Social reforms focused on ending slavery, removing the slavery-like burdens on women and children, and reforming the police to prevent crime, rather than emphasizing the very harsh punishment of criminals. Even more important were political reforms, especially the lifting of disabilities on nonconformists and Roman Catholics, and above all, the reform of Parliament and elections to introduce democracy and replace the old system whereby senior aristocrats controlled dozens of seats in parliament.[43]

The long-term effect of the reform movements was to tightly link the nonconformist element with the Liberal party. The dissenters gave significant support to moralistic issues, such as temperance and sabbath enforcement. The nonconformist conscience, as it was called, was repeatedly called upon by Gladstone for support for his moralistic foreign policy.[44] In election after election, Protestant ministers rallied their congregations to the Liberal ticket. In Scotland, the Presbyterians played a similar role to the Nonconformist Methodists, Baptists and other groups in England and Wales.[45] The political strength of Dissent faded sharply after 1920 with the secularization of British society in the 20th century.[46][47][48]


The restoration of the Catholic hierarchy in 1850 provoked a strong reaction. This sketch is from an issue of Punch
, printed in November that year.

Segmentation mask data:

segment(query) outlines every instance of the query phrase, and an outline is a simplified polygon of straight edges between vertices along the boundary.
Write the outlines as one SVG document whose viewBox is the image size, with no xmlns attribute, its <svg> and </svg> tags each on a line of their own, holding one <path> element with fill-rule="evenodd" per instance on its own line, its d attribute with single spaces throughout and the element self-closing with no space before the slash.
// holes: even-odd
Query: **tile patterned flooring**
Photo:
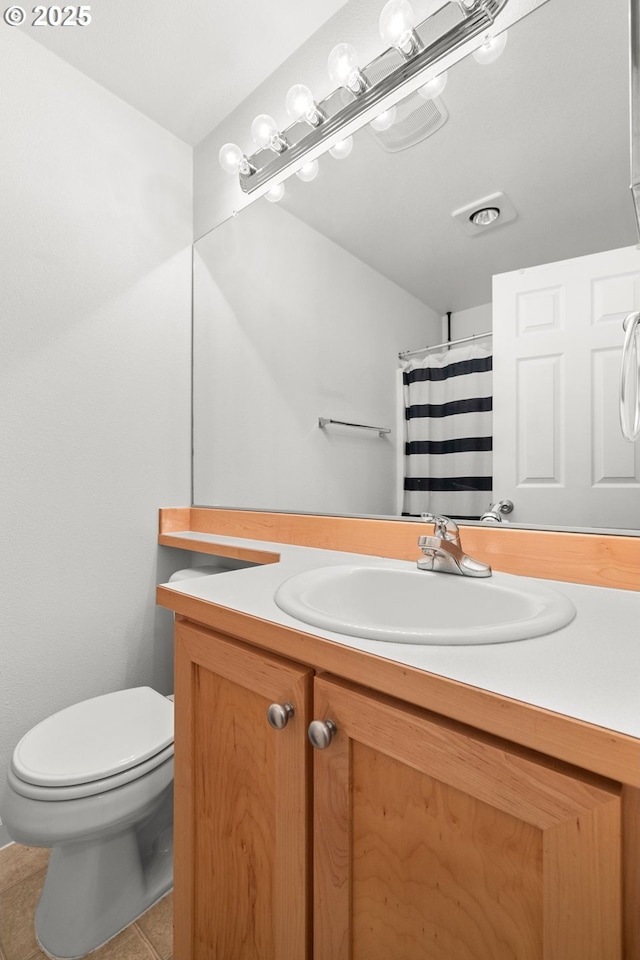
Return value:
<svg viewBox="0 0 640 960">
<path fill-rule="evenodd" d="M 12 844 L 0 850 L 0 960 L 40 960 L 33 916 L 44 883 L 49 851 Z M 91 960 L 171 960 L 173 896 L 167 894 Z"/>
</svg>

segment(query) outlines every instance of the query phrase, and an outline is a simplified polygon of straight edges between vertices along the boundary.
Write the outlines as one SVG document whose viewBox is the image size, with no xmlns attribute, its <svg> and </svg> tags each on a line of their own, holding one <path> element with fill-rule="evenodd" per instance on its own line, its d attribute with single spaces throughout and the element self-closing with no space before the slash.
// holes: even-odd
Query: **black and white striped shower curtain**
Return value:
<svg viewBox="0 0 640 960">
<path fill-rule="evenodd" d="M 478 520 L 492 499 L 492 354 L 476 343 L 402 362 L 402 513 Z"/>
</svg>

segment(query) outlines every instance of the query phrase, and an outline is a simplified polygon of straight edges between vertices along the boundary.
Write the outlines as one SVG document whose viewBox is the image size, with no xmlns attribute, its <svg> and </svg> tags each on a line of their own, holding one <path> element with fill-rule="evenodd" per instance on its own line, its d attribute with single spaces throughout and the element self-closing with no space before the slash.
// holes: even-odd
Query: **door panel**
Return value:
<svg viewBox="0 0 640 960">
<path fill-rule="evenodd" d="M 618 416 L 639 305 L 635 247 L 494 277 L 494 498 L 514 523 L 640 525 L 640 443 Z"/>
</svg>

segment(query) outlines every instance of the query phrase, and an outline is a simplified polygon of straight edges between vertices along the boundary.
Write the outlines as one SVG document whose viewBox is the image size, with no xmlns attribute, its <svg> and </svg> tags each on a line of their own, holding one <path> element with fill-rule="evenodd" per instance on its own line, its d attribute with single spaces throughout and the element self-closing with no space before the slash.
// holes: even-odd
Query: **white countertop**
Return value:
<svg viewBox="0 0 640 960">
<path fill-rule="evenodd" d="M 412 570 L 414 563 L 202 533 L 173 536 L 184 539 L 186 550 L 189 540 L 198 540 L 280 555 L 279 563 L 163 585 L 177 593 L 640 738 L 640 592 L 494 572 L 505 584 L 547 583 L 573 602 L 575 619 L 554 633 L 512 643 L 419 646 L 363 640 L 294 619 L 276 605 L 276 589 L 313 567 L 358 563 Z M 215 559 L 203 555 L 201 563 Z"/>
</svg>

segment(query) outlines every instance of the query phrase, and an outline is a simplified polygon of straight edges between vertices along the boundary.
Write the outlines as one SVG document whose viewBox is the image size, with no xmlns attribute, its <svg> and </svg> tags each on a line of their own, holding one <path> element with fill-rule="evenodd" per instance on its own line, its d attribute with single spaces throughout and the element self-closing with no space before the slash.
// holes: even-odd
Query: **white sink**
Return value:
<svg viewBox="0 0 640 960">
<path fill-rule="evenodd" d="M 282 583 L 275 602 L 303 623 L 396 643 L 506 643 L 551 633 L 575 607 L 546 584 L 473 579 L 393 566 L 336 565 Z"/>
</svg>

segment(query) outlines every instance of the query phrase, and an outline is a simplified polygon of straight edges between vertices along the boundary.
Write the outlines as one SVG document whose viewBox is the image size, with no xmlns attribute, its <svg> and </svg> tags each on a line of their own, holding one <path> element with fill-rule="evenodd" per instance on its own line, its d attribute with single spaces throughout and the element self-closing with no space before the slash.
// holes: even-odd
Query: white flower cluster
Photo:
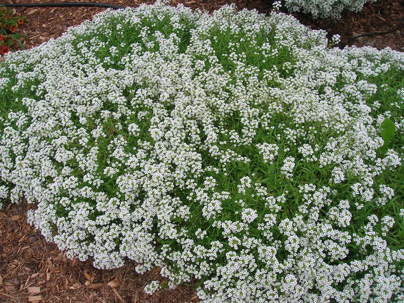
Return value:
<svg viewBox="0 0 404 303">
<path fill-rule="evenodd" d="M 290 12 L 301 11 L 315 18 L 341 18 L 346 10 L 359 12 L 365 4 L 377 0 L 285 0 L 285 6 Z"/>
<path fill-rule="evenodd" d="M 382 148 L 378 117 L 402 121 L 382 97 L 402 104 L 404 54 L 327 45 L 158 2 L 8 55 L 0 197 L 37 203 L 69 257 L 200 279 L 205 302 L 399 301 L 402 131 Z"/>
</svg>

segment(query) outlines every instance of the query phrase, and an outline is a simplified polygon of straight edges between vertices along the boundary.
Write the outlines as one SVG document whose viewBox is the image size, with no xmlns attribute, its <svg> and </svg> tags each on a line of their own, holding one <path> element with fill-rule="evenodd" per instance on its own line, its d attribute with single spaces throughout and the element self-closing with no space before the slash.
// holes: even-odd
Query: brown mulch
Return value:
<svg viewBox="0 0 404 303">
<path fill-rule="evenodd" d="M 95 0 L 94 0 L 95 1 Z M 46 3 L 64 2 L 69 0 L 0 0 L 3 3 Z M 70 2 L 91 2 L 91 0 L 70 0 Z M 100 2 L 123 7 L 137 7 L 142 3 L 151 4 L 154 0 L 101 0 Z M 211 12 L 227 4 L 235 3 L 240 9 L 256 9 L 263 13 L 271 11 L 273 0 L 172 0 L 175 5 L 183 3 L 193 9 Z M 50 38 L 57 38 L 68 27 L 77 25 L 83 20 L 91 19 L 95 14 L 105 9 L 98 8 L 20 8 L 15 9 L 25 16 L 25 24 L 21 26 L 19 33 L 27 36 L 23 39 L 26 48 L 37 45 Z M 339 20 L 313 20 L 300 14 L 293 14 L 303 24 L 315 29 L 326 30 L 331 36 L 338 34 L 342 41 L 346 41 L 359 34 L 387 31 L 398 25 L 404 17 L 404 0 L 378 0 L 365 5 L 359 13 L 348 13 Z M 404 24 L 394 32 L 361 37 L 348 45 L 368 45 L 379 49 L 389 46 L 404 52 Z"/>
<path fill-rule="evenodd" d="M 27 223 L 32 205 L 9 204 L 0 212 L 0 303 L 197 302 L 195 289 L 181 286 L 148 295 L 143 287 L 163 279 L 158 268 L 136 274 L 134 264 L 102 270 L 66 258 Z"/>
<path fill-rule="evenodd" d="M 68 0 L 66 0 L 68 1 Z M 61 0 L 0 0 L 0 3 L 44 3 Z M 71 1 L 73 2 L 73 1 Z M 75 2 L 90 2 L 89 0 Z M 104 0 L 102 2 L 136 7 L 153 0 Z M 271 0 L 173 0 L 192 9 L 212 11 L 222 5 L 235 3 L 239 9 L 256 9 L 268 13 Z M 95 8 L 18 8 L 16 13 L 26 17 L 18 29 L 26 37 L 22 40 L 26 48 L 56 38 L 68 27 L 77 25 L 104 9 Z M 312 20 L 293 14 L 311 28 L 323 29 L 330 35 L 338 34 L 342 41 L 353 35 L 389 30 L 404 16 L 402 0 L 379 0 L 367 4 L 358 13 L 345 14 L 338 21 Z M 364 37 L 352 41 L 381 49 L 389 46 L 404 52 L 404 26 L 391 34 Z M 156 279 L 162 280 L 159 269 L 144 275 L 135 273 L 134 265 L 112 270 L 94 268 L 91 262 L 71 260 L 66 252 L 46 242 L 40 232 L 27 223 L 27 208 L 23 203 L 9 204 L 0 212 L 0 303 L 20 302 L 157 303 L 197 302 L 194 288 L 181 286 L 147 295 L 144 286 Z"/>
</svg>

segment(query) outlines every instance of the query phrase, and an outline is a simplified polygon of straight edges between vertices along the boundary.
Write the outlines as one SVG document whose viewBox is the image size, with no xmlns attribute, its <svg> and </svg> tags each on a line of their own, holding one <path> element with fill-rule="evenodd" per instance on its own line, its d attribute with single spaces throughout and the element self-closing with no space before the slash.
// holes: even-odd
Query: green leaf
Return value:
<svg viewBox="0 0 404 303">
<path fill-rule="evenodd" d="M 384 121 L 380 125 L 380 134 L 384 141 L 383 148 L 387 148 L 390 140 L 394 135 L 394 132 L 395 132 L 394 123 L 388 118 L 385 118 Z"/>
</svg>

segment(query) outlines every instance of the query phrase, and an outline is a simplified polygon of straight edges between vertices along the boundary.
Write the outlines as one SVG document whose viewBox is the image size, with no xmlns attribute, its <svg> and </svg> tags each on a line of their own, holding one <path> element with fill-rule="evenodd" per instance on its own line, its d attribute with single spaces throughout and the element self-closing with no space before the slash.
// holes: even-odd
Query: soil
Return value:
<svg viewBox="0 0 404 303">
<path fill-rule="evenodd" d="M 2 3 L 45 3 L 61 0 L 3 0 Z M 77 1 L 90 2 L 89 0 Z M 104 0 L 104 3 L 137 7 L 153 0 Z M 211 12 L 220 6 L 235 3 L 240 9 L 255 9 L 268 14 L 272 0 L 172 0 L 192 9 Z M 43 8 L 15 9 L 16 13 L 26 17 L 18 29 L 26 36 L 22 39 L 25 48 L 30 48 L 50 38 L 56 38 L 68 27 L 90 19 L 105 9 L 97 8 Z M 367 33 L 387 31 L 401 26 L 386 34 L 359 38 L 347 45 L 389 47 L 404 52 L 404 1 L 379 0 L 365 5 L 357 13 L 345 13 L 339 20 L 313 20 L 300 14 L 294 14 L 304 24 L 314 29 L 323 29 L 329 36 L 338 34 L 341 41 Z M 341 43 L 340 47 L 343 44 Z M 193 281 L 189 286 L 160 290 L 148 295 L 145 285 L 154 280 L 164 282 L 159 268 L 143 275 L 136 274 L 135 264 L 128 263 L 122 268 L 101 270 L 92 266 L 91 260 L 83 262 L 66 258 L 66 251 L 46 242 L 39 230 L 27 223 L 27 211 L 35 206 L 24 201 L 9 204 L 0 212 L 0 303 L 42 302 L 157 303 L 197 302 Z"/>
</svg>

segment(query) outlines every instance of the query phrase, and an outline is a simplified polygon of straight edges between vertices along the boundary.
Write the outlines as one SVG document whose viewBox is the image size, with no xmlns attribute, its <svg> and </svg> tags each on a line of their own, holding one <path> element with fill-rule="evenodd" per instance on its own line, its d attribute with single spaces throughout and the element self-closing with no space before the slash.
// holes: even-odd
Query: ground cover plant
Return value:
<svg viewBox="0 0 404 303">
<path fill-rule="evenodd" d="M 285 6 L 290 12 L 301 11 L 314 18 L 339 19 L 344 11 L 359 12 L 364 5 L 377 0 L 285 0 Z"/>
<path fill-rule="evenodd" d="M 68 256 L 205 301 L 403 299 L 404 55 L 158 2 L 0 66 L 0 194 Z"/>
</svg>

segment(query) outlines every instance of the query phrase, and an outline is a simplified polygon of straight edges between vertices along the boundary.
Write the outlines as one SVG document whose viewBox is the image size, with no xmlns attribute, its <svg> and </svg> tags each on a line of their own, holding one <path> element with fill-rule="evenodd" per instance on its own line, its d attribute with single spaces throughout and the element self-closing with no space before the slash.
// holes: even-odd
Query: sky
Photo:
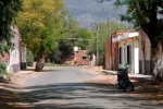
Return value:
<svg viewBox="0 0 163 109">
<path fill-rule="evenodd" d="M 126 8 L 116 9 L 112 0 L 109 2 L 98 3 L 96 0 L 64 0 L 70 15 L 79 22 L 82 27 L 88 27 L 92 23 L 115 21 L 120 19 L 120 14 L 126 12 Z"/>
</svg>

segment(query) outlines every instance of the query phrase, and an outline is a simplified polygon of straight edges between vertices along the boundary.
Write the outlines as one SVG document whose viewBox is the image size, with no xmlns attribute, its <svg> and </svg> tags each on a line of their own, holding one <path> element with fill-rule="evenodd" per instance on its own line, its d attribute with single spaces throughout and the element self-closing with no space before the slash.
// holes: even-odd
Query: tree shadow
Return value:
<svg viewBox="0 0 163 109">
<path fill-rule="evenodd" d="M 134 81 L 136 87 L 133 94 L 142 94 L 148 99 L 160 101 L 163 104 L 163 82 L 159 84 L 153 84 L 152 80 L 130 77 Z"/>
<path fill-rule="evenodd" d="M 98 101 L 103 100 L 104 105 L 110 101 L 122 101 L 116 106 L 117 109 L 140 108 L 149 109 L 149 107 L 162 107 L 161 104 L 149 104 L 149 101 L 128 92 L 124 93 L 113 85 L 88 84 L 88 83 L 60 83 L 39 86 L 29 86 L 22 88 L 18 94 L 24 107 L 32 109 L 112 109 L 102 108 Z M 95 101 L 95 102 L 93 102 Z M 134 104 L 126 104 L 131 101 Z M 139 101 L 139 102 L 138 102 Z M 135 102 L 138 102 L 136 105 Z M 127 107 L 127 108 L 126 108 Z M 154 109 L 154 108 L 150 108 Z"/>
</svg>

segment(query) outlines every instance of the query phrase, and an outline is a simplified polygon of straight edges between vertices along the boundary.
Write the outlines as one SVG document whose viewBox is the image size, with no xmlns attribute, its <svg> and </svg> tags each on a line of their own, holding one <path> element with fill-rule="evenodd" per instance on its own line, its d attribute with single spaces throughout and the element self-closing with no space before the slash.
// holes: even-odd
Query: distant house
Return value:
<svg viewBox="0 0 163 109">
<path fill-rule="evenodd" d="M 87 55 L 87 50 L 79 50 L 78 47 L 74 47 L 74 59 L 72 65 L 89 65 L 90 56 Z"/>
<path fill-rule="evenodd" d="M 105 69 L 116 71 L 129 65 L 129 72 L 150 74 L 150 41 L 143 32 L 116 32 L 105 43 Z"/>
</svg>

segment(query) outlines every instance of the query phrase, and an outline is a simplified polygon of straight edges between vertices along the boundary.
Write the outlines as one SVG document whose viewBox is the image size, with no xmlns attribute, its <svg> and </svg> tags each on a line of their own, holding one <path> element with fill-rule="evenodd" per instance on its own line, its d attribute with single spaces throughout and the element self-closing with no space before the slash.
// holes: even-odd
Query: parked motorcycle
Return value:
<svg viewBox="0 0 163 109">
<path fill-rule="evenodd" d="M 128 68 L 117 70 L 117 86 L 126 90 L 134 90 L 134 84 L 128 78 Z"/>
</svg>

■ EXERCISE PROMPT:
In the passage on religious dissent and political reform, rewrite the stretch from "The long-term effect" through "November that year.", replacing "congregations" with "flocks".

■ REPLY TO THE TASK:
The long-term effect of the reform movements was to tightly link the nonconformist element with the Liberal party. The dissenters gave significant support to moralistic issues, such as temperance and sabbath enforcement. The nonconformist conscience, as it was called, was repeatedly called upon by Gladstone for support for his moralistic foreign policy.[44] In election after election, Protestant ministers rallied their flocks to the Liberal ticket. In Scotland, the Presbyterians played a similar role to the Nonconformist Methodists, Baptists and other groups in England and Wales.[45] The political strength of Dissent faded sharply after 1920 with the secularization of British society in the 20th century.[46][47][48]


The restoration of the Catholic hierarchy in 1850 provoked a strong reaction. This sketch is from an issue of Punch
, printed in November that year.